Natural-language object grounding data:
:::

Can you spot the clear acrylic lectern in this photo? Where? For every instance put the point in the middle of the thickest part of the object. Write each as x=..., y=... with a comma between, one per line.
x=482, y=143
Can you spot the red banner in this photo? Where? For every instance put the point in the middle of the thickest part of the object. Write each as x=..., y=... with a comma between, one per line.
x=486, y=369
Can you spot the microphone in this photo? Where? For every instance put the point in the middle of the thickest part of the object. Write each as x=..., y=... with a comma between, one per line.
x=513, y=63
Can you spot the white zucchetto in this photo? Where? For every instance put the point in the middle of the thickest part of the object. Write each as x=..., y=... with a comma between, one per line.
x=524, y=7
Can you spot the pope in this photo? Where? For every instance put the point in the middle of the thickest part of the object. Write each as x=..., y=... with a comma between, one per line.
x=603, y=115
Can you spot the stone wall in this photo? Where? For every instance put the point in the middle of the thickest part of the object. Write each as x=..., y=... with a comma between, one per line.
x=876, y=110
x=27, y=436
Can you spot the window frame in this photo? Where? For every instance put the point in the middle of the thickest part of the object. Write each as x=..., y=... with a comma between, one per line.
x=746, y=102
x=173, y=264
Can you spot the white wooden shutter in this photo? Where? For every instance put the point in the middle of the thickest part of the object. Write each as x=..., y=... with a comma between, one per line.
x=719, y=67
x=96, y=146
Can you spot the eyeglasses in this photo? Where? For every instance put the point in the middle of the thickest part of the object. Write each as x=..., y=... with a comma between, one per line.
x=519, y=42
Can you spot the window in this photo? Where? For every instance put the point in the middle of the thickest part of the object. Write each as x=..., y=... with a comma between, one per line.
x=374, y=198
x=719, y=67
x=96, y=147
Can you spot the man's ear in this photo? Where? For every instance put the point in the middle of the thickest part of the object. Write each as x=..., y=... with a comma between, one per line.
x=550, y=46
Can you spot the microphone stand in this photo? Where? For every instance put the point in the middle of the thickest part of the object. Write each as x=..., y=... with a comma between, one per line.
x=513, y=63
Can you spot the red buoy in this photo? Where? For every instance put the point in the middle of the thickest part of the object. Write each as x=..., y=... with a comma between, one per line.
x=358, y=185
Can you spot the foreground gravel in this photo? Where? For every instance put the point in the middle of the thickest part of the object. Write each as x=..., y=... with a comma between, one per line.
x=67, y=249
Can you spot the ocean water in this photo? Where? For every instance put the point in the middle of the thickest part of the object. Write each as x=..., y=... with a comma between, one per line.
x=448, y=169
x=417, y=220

:::

#### What is expected
Print exactly the lines of the records from the one containing "Can you spot the red buoy" through the end, and nothing besides them.

#### Solution for this problem
Can you spot the red buoy in this photo? Where? For every instance put the point in the middle of the thickest part of the object. Write each as x=..., y=... with a comma between, one per line.
x=358, y=185
Can you spot the foreground gravel in this photo? Where? For every instance put the point in the middle of the thickest part of the object. Write each as x=..., y=... with a comma between, one per line.
x=67, y=249
Can you spot the ocean water in this photo? Where? For every instance put the point in the middle of the thickest part of the object. Write each as x=..., y=... with a comma between, one per line.
x=448, y=169
x=417, y=220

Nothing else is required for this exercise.